§ **WORK TO BE COMPLETED**
Look for "Category: lace dress" in the entries below. Then write out exactly the line that holds it and every line after it, to the last, and nothing else.

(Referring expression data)
────
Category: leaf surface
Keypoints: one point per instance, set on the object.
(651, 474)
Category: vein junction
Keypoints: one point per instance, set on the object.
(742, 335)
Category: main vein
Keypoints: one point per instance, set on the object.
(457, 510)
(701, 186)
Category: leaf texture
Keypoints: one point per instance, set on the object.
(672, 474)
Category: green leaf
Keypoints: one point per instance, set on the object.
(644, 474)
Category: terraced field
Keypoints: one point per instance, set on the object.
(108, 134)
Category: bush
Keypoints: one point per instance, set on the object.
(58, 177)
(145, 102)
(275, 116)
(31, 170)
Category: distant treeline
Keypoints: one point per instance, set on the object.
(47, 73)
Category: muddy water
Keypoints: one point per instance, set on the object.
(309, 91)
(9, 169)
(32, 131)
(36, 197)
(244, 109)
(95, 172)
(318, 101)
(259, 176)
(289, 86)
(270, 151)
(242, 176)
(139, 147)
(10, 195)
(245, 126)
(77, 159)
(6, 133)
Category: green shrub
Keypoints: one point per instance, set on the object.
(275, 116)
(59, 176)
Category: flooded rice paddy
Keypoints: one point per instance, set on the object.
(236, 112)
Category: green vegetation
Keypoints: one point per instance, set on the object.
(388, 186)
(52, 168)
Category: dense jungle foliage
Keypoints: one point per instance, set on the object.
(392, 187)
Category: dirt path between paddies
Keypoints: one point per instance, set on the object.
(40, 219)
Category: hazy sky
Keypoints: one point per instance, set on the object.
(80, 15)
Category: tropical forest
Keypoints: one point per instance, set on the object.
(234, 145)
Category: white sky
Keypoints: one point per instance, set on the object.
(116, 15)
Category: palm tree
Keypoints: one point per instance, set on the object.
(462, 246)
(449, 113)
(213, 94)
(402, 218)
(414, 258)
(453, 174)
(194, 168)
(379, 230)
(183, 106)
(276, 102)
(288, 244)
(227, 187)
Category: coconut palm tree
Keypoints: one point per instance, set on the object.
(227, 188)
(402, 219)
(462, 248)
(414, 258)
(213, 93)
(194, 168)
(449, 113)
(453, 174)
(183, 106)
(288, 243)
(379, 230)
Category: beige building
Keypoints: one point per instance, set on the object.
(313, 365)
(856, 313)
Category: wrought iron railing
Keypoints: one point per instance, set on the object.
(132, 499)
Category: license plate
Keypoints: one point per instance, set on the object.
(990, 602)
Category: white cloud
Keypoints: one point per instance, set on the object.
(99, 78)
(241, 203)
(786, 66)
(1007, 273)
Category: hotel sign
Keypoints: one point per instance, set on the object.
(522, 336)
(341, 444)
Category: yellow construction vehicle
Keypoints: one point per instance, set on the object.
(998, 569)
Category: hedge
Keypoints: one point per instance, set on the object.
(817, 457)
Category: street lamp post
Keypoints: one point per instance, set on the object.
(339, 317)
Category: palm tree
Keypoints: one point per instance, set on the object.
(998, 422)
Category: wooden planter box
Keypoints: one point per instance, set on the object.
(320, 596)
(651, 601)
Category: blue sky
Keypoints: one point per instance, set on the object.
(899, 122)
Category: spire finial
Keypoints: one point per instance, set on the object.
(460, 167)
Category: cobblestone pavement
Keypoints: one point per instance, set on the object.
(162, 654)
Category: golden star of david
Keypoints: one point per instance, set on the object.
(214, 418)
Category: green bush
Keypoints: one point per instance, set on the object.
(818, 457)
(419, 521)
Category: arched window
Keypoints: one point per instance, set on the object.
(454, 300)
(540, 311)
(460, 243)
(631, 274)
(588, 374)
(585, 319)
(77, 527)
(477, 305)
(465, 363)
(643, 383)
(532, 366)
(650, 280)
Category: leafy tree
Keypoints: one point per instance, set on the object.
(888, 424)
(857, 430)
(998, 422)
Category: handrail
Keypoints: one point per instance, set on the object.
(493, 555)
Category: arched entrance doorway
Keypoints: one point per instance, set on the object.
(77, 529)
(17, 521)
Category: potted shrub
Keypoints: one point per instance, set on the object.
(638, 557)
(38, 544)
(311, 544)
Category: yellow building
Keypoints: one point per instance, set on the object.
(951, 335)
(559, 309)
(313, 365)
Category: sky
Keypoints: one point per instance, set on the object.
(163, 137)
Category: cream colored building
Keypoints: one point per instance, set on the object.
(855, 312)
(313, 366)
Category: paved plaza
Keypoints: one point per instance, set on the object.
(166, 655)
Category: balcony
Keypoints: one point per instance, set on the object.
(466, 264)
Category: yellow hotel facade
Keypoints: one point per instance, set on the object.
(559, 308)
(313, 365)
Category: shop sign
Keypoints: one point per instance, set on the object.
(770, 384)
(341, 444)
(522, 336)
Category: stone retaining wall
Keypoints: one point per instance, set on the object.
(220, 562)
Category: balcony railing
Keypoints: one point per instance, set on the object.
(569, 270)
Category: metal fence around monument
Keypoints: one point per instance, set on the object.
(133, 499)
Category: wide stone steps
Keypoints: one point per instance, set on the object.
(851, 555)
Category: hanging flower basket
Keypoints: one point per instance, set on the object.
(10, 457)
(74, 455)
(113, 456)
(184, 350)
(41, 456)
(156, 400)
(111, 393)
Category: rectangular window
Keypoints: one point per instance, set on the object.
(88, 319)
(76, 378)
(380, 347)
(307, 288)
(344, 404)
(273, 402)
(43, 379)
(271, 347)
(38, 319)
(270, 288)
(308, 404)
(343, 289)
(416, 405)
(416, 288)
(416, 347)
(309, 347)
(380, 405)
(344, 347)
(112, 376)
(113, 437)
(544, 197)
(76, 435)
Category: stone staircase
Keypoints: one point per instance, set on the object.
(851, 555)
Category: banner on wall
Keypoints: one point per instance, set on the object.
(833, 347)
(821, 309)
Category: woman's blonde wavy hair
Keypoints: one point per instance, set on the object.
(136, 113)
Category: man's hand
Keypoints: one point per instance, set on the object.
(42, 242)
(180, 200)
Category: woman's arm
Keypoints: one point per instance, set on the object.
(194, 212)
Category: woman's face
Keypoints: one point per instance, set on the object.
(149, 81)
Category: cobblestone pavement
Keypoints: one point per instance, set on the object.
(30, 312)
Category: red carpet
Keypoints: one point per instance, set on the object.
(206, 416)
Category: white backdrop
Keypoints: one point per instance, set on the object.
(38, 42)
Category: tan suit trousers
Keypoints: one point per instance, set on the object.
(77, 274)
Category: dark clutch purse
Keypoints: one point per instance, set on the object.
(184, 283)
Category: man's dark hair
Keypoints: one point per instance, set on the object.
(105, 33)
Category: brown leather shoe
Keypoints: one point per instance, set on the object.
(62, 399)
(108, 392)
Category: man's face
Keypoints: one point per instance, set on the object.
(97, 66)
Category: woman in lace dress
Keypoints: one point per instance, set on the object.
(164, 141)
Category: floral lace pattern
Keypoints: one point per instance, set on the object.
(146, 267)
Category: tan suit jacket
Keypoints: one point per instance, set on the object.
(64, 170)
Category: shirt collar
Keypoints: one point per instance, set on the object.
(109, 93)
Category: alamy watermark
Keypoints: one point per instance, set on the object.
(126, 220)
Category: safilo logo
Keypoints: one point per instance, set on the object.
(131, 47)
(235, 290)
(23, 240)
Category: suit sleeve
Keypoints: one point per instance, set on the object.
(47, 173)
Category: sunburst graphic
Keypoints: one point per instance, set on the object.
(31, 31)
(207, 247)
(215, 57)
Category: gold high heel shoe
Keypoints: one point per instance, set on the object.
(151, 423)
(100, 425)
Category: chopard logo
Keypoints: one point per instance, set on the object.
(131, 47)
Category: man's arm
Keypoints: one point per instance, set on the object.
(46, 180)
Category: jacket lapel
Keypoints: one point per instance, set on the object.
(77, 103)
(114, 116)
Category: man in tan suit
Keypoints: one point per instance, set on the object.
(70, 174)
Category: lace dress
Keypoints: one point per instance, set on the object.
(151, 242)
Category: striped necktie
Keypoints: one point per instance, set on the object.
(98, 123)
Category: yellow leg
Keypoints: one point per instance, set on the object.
────
§ **REPLY TO THE TASK**
Category: lace dress
Keypoints: one point per instance, set on the object.
(151, 242)
Category: striped necktie
Keypoints: one point per instance, set on the object.
(98, 123)
Category: yellow leg
Keypoints: one point per instance, set on the object.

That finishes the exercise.